■ PROBLEMS AND TASKS:
- 1) Set down the part of the Ceph performance page starting at "Key Concepts" and ending at "(B/s, MB/s, GB/s).", word for word.
- 2) Answer these from the Ceph performance page:
(a) What permission is required to view performance metrics?
(b) How often is the Storage Used metric updated?
(c) In what unit is latency measured?
DOCUMENT SEGMENT start
Performance

The Performance page provides real-time visibility into your Ceph cluster’s performance through interactive charts powered by Prometheus metrics. Monitor storage usage, IOPS, throughput, and latency to understand cluster behavior and identify potential bottlenecks.

Key Concepts

IOPS

Input/Output Operations Per Second - measures the rate of read and write operations.

Throughput

Data transfer rate measured in bytes per second (B/s, MB/s, GB/s).

Latency

Time delay for operations, measured in milliseconds (ms). Lower is better.

Recovery Throughput

Rate of data being recovered or rebalanced across OSDs.

Required Permissions

Action	Permission
View Performance Metrics	`iam:project:infrastructure:ceph:read`

This page is read-only. Performance data is collected automatically by Prometheus from the Ceph cluster.

Available Metrics

Storage Used

Total storage capacity currently in use across the cluster.

Metric	Description
Query	`ceph_cluster_total_used_bytes`
Unit	Bytes (displayed as KB, MB, GB, TB)
Update	Every 30 seconds

IOPS (Input/Output Operations Per Second)

Metric	Description
Read IOPS	Rate of read operations across all pools
Write IOPS	Rate of write operations across all pools
Query (Read)	`sum(rate(ceph_pool_rd[1m]))`
Query (Write)	`sum(rate(ceph_pool_wr[1m]))`

Throughput

Metric	Description
Read Throughput	Data read rate in bytes per second
Write Throughput	Data write rate in bytes per second
Query (Read)	`sum(rate(ceph_pool_rd_bytes[1m]))`
Query (Write)	`sum(rate(ceph_pool_wr_bytes[1m]))`

Latency

Metric	Description
Apply Latency	Average time for OSDs to apply operations
Commit Latency	Average time for OSDs to commit operations to disk
Query (Apply)	`avg(avg_over_time(ceph_osd_apply_latency_ms[1m]))`
Query (Commit)	`avg(avg_over_time(ceph_osd_commit_latency_ms[1m]))`

Recovery Throughput

Rate of data being recovered or rebalanced between OSDs.
DOCUMENT SEGMENT end
DATASET EXCERPTS start
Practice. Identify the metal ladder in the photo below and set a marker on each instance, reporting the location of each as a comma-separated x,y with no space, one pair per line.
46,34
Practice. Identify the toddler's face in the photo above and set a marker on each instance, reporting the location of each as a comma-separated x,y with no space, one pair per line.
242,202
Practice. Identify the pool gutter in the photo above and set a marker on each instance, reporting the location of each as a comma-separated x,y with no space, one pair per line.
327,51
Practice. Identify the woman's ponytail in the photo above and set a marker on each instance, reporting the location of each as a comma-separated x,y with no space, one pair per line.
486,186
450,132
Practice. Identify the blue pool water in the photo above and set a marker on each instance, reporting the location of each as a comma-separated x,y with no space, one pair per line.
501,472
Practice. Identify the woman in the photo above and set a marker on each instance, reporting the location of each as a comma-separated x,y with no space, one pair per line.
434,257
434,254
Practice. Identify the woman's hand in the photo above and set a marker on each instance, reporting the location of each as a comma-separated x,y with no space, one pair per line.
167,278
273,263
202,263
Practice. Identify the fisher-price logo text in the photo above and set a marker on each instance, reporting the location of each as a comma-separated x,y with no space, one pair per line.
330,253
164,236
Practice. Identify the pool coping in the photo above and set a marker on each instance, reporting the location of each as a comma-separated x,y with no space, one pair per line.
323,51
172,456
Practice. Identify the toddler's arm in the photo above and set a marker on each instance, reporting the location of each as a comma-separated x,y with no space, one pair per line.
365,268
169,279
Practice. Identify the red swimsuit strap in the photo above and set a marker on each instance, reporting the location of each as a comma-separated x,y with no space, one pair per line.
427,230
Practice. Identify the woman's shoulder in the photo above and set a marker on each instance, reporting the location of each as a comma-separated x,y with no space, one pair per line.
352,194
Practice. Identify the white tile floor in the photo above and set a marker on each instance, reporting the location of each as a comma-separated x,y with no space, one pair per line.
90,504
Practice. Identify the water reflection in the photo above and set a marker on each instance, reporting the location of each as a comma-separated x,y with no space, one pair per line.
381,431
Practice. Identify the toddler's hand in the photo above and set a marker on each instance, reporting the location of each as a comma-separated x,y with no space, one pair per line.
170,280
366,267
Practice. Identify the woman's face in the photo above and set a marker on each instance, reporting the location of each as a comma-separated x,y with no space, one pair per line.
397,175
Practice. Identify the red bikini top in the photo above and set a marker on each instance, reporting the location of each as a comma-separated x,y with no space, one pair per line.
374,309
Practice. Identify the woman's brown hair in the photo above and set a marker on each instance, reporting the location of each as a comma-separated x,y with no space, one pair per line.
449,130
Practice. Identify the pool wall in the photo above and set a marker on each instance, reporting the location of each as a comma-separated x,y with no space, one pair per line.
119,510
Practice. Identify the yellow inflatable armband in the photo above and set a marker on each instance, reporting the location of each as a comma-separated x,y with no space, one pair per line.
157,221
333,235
DATASET EXCERPTS end
■ WRITTEN RESPONSES:
- 1)
Key Concepts

IOPS

Input/Output Operations Per Second - measures the rate of read and write operations.

Throughput

Data transfer rate measured in bytes per second (B/s, MB/s, GB/s).

- 2)
(a) `iam:project:infrastructure:ceph:read`
(b) Every 30 seconds
(c) Milliseconds (ms)